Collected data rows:
┄┄┄┄┄┄┄┄┄┄

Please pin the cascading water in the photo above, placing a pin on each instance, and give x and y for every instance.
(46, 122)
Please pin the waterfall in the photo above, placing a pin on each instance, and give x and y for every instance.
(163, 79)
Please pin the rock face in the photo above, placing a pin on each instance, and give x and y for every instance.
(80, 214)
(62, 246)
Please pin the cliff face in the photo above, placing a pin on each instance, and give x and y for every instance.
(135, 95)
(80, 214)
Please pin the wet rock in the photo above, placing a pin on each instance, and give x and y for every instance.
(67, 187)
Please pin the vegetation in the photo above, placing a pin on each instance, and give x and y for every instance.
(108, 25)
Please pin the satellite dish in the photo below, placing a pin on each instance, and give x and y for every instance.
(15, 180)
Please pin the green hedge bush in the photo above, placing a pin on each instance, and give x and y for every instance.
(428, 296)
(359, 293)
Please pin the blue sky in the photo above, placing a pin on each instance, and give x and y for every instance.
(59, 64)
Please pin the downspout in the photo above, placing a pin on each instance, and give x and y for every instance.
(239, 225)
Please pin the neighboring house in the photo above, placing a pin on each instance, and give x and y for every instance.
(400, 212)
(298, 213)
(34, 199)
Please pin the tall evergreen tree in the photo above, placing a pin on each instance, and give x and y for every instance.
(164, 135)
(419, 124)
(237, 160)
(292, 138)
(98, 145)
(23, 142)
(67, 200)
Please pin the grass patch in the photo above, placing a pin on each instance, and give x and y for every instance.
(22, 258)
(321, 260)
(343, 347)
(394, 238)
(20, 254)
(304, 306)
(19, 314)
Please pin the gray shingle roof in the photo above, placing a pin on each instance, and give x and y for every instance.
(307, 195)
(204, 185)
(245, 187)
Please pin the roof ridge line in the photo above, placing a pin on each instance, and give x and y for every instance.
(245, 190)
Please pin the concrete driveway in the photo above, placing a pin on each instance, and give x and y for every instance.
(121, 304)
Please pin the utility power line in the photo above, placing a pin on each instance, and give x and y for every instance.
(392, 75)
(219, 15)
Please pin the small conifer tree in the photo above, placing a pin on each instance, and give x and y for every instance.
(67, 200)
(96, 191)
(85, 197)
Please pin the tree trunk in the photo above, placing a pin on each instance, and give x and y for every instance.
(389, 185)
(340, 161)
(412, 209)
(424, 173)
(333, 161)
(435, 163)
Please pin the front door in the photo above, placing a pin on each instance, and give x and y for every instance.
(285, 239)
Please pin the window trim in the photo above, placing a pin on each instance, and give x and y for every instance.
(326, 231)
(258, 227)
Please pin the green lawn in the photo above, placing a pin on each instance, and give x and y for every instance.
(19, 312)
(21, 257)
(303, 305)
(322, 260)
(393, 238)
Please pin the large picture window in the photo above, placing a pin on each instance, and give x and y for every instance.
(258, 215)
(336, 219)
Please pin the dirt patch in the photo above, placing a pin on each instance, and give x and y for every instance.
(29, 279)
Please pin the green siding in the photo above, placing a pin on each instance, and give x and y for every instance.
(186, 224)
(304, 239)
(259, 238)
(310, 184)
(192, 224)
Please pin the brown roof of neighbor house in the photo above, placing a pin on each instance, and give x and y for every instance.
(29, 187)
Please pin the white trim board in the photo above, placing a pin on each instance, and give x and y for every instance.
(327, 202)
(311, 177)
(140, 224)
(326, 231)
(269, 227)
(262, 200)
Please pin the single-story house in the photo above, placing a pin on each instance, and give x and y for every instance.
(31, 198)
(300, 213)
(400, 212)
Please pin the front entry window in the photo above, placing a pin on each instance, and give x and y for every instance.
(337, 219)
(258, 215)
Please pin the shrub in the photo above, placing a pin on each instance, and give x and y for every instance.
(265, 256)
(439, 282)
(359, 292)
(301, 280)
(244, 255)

┄┄┄┄┄┄┄┄┄┄

» Exercise prompt
Can you print every row above again, word for word, with no line changed or left out?

» Right answer
Please pin the cascading water in the photo above, placing a pin on each instance, and give x and y for every instance.
(46, 122)
Please pin the waterfall in the photo above, placing a pin on each instance, and give x and y for every instance.
(163, 79)
Please pin the rock face in the photo above, placing a pin on each instance, and give x and y for every instance.
(80, 214)
(62, 246)
Please pin the cliff face in the photo above, placing a pin on each instance, and give x and y for every instance.
(135, 95)
(80, 214)
Please pin the wet rock in the photo above, placing a pin on each instance, and give x and y for every instance.
(67, 187)
Please pin the vegetation in the photo above, placing a pin on each instance, and give x and y for every instance.
(108, 25)
Please pin the satellite dish in the photo below, placing a pin on each instance, and give x and y for every instance.
(15, 180)
Please pin the green hedge bush in the photo above, placing a pin on each instance, and give x and y for every instance.
(428, 296)
(359, 293)
Please pin the blue sky in the photo above, placing a pin on each instance, and give x and y for every instance.
(59, 64)
Please pin the downspout in the photo above, placing a pin on each instance, and give x and y for every instance.
(239, 225)
Please pin the neighboring house in the photo above, placing a pin on each instance, and give x and y for every instance.
(400, 212)
(298, 213)
(34, 199)
Please pin the tall evergreen tree in the photo above, placing a pin on each instance, and give x and y for every instance.
(164, 135)
(419, 124)
(237, 160)
(292, 138)
(98, 145)
(23, 142)
(67, 200)
Please pin the grass patch in the photo above, placing a pin on each instance, and give x and y for every instance.
(22, 258)
(321, 260)
(343, 347)
(394, 238)
(20, 254)
(304, 306)
(19, 314)
Please pin the gray shingle roof in the photo above, placing a pin on each instance, and give x and y for every instance.
(307, 195)
(204, 185)
(245, 187)
Please pin the roof ridge line in the photo above, placing a pin on each instance, and give x and y for every instance.
(245, 190)
Please pin the concrete driveway in the photo above, placing a pin on each instance, and give x and y for every instance.
(121, 304)
Please pin the utility power line in the photo above, placing a pin on each instance, and give x and y for every instance.
(392, 75)
(219, 15)
Please pin the small conifer tree in the photo above, placing a pin on each instance, and give x and y for every instance.
(67, 200)
(96, 191)
(85, 197)
Please pin the tree trunk in the photo above, placing a pin on each instance, and give x and y for every instance.
(389, 185)
(340, 161)
(412, 209)
(424, 173)
(333, 161)
(435, 163)
Please pin the front door in the photo above, placing a pin on each instance, and give x and y for every instance.
(285, 239)
Please pin the window trim in the photo above, placing a pin on each instance, and give x and y for every instance.
(326, 231)
(258, 227)
Please pin the green lawn in the photo above, placing a pin on each instance, and give x and y for every instance.
(19, 312)
(21, 257)
(303, 305)
(322, 260)
(393, 238)
Please pin the large picture window in the photo above, placing a pin on each instance, and give x and y for every instance.
(258, 215)
(336, 219)
Please pin the dirt patch in the photo above, placing a pin on each instance, and give x and y for every instance.
(29, 279)
Please pin the green siding in the photo above, placing a pin on each instance, and give x and y for every instance.
(186, 224)
(304, 239)
(259, 238)
(310, 184)
(192, 224)
Please pin the brown roof of neighbor house in the photo above, placing a pin on each instance, and give x and y for every instance.
(29, 187)
Please pin the white trim board in the photo above, placing a pin on each instance, and give x and y for every instance.
(327, 202)
(311, 177)
(140, 224)
(326, 231)
(269, 227)
(262, 200)
Please pin the single-story house in the photo above, placing a pin on each instance, and give x and y for every instance.
(31, 198)
(300, 213)
(400, 212)
Please pin the front entry window in the photo above, placing a pin on each instance, and give x and y for every instance.
(337, 219)
(258, 215)
Please pin the shrub in the photo above, placing a pin on each instance, and give x and y for every instance.
(265, 256)
(439, 282)
(359, 292)
(301, 280)
(244, 255)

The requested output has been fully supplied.